At Rust’s core is a borrow checker, which enforces each value x: T has a single owner, but allows it to be temporarily borrowed as &x: &T or &mut x: &mut T, with these borrows reflected in the type system. How might we express something similar in OxCaml?

Well, rather than being forced to change the type of our value to reflect these, we would put this additional information about how it can be used into its modes:

  • &x: &T might loosely correspond to x : t @ local read aliased
  • x: T might loosely correspond to x : t @ global read_write unique

Here, we see our first three mode axes:

  • Locality: local indicates a value which cannot escape its scope, whereas global values can do so (analogous to Rust’s lifetimes).
  • Visibility: read indicates a value which can read but not write to its mutable state, whereas read_write values can do either.2
  • Uniqueness: aliased represents a value which may have other references to it, whereas unique values act like Rust’s affine type system.

So far I’m relatively fond of these modes: they create clarity about what they each control rather than intermingling in a single concept of ownership, and don’t need to corrupt the type of x to represent this in the way that Rust’s version is also inextricably linked with whether we have a reference with indirection.3 However, you can probably see already the danger of a sort of combinatorial explosion in possible states as the number of axes that can be set independently increases.4 If each value can have a type, a locality, a visibility, and a uniqueness, that’s a lot more to hold in your head than usual.

Modes & Traits

OxCaml also has some modes that don’t map as directly onto Rust’s concepts of ownership, but instead look more like what Rust might put in a trait. In particular, I’d like to focus here on the portability mode:

  • Portability: portable indicates a value which can be shared with another thread5, whereas nonportable values cannot do so.

Portability can be thought of as analogous to Rust’s Send and Sync traits, which determine a type is safe to be shared across threads.6

Note here a crucial distinction. Our Rust concept was a property of types: if T: Send + Sync, then any value of type T could be shared between threads. Meanwhile, in OxCaml this is a property of values. It is possible to have values x1 : t @ portable and x2 : t @ nonportable with different portabilities despite having the same type.

• _WHAT IS NEEDED_
Copy the passage on OxCaml modes from "Well, rather than" up to and including "affine type system.", swapping "aliased" for "shared" each time it occurs.

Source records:
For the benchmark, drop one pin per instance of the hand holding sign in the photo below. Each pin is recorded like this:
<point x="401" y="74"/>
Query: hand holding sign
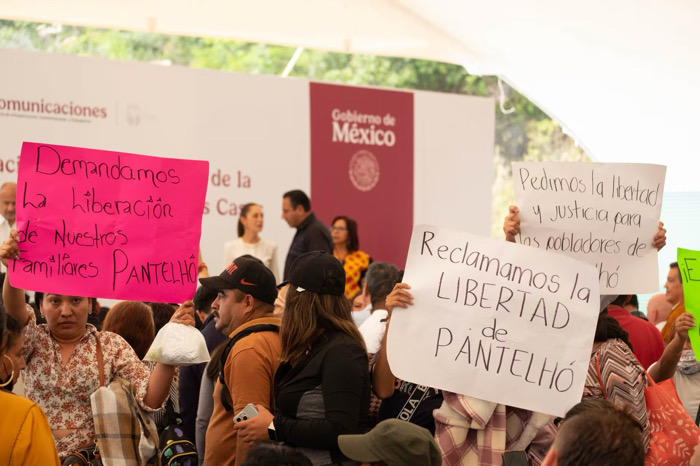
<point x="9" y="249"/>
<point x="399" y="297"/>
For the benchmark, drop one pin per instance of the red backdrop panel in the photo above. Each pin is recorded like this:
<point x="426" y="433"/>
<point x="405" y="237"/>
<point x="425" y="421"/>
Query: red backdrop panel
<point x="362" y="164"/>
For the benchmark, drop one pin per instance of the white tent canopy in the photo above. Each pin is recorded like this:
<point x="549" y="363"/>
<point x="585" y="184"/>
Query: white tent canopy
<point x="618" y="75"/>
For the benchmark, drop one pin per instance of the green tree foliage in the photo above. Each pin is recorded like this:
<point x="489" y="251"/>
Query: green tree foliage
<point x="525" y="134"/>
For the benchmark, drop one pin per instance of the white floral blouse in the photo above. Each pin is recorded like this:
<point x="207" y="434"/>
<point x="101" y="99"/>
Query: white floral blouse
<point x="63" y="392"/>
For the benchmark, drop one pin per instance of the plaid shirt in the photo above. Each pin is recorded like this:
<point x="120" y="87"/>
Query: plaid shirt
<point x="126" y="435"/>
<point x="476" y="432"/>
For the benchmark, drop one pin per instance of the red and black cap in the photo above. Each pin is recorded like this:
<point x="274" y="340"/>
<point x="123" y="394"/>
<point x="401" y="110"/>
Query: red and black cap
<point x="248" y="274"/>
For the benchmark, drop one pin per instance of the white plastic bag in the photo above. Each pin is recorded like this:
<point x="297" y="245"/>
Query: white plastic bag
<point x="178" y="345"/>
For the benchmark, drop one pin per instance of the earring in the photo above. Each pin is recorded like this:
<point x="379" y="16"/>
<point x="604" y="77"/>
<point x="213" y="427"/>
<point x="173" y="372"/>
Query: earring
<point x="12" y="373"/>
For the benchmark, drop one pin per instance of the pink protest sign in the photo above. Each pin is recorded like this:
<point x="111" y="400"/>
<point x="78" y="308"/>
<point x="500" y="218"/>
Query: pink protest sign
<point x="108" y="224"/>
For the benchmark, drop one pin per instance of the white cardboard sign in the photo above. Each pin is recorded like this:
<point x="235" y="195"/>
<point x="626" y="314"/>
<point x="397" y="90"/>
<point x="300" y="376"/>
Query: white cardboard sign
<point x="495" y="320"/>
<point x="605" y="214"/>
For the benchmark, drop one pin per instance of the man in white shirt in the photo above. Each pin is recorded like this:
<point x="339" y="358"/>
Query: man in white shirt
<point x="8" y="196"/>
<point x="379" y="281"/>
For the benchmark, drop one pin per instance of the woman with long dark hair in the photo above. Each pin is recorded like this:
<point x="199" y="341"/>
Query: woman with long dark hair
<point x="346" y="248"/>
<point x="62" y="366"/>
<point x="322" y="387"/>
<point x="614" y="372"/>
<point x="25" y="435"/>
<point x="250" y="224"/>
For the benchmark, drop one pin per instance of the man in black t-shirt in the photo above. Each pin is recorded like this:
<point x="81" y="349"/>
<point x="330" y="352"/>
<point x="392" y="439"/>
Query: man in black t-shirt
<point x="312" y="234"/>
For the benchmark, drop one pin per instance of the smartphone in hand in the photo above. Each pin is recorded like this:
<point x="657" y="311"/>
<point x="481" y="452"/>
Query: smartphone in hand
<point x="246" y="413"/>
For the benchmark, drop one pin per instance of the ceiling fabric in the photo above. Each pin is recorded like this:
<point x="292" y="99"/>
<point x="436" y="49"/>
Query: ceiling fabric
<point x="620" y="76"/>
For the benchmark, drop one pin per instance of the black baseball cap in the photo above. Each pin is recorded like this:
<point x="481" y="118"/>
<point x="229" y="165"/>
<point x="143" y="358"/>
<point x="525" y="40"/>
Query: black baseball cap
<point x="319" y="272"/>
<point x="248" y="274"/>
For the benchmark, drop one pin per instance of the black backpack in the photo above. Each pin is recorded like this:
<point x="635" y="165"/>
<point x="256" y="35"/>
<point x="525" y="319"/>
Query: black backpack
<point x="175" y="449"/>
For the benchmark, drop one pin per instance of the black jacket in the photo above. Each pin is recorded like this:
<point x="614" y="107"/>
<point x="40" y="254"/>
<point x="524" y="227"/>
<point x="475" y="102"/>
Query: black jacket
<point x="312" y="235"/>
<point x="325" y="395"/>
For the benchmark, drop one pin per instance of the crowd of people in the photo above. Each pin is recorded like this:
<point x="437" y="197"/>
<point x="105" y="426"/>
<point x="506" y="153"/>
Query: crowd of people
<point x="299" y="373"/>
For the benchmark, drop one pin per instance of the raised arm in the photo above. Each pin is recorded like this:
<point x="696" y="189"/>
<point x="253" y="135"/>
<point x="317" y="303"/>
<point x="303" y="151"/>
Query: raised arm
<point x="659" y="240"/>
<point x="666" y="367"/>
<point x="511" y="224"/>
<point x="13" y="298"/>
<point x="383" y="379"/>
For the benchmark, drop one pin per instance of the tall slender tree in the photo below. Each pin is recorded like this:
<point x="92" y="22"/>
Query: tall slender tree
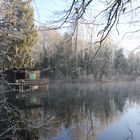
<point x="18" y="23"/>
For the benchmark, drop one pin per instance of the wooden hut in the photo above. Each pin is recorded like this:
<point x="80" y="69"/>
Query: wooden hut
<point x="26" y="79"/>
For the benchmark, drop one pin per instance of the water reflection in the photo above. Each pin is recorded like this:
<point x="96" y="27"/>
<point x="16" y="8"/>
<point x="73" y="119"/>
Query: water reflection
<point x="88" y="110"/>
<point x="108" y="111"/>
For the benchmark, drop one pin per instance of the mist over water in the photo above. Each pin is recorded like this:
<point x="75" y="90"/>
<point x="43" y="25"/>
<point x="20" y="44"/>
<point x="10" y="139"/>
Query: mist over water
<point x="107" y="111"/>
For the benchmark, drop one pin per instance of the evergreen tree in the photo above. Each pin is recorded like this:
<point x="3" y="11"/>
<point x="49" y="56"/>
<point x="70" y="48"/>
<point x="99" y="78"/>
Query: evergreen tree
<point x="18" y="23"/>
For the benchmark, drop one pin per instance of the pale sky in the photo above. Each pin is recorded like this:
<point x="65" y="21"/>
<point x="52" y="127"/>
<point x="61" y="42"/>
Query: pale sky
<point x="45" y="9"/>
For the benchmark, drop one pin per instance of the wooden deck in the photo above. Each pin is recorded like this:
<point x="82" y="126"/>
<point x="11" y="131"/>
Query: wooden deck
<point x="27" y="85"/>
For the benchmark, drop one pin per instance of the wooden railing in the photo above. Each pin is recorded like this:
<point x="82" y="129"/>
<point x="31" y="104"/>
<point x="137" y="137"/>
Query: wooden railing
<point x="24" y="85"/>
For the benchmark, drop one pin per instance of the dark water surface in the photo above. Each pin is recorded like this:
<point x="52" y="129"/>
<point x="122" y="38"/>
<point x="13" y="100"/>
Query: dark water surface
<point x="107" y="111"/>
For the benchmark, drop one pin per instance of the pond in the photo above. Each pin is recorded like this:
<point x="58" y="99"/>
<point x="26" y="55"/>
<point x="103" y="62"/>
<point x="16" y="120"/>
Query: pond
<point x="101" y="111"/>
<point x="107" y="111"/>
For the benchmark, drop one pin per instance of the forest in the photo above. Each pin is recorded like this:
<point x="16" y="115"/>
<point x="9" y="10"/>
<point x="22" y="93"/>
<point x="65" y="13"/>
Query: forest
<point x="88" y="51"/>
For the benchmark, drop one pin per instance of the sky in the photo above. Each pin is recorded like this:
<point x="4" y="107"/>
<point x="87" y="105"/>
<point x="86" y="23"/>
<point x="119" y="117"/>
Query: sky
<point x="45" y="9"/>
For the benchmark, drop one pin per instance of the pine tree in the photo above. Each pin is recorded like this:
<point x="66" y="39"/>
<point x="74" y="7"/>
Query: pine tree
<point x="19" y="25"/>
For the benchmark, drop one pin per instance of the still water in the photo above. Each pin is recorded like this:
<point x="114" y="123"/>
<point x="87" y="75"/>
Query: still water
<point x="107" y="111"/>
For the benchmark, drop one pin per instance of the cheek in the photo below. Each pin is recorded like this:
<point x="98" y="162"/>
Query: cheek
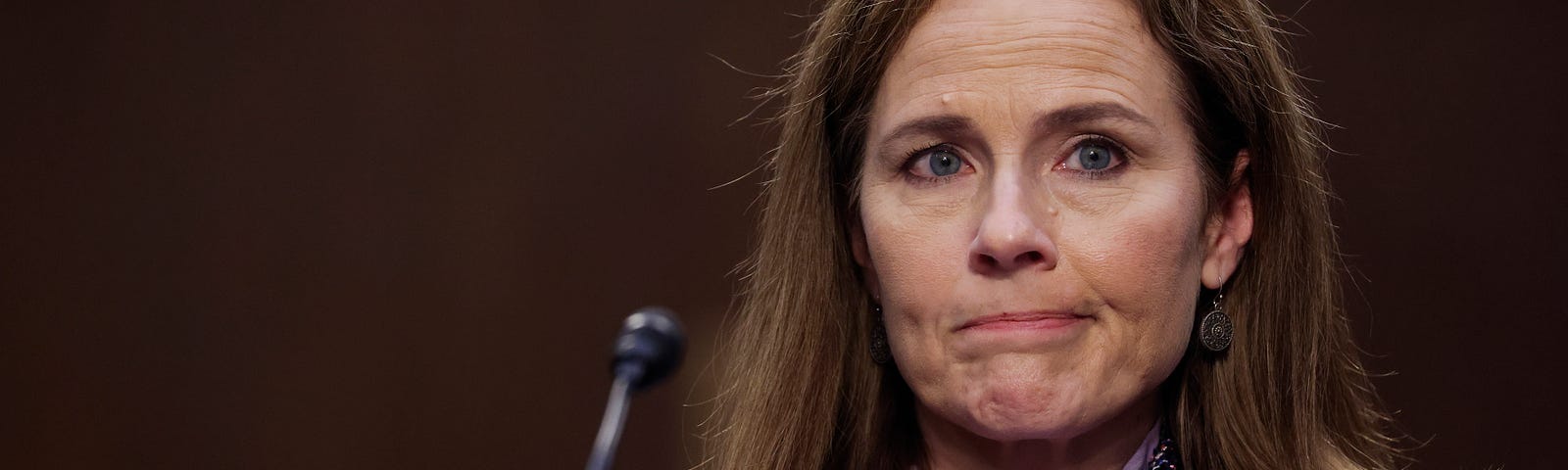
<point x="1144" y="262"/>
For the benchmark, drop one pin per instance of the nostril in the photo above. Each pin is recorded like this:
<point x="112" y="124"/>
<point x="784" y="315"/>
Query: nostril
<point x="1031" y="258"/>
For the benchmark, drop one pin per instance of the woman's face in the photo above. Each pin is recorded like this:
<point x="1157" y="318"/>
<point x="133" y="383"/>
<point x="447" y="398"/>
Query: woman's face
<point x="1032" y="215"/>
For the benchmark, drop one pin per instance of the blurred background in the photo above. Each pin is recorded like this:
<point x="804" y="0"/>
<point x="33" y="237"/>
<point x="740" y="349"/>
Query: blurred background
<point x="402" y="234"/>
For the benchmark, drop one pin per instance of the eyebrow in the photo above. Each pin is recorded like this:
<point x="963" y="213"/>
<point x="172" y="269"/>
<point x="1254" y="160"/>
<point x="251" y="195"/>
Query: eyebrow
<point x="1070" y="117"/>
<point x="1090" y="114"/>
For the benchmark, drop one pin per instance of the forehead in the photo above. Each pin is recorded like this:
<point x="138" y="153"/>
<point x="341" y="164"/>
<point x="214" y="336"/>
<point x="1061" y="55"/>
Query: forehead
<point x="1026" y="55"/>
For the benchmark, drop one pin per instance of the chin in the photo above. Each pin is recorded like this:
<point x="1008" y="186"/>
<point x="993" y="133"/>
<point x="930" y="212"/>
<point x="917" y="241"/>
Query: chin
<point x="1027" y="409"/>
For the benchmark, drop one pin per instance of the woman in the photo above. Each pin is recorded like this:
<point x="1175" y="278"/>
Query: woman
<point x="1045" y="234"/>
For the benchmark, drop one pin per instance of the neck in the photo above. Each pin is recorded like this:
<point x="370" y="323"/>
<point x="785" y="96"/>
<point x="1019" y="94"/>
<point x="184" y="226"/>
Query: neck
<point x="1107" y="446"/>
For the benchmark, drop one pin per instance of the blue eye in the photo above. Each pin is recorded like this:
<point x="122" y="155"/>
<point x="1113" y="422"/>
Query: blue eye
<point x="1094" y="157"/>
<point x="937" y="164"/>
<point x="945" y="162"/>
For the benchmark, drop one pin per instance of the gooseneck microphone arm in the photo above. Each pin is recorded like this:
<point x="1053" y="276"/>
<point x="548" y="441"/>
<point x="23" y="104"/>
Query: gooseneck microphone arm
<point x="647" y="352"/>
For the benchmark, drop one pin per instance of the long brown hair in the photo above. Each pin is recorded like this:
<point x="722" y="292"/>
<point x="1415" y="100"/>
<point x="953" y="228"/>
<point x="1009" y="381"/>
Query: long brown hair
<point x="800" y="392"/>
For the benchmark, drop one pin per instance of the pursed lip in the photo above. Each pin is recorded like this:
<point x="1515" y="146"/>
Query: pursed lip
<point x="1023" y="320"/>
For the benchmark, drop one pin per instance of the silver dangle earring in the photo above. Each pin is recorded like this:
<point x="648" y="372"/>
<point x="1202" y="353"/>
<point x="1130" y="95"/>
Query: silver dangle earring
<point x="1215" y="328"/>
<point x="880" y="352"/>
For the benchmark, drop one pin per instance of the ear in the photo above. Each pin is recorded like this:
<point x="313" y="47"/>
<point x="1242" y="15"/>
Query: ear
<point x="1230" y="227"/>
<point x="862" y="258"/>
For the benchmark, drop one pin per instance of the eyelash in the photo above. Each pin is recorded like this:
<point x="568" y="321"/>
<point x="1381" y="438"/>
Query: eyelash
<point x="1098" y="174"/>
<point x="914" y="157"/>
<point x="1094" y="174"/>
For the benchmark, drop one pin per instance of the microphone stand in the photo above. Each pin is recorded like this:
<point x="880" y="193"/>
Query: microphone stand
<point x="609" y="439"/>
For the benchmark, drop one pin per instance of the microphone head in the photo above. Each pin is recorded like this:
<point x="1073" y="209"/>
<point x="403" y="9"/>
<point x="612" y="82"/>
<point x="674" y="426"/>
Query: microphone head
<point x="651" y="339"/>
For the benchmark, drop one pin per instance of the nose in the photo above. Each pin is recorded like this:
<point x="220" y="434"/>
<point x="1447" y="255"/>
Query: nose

• _COMPLETE OUTPUT_
Well, rather than being forced to change the type of our value to reflect these, we would put this additional information about how it can be used into its modes:

  • &x: &T might loosely correspond to x : t @ local read shared
  • x: T might loosely correspond to x : t @ global read_write unique

Here, we see our first three mode axes:

  • Locality: local indicates a value which cannot escape its scope, whereas global values can do so (analogous to Rust’s lifetimes).
  • Visibility: read indicates a value which can read but not write to its mutable state, whereas read_write values can do either.2
  • Uniqueness: shared represents a value which may have other references to it, whereas unique values act like Rust’s affine type system.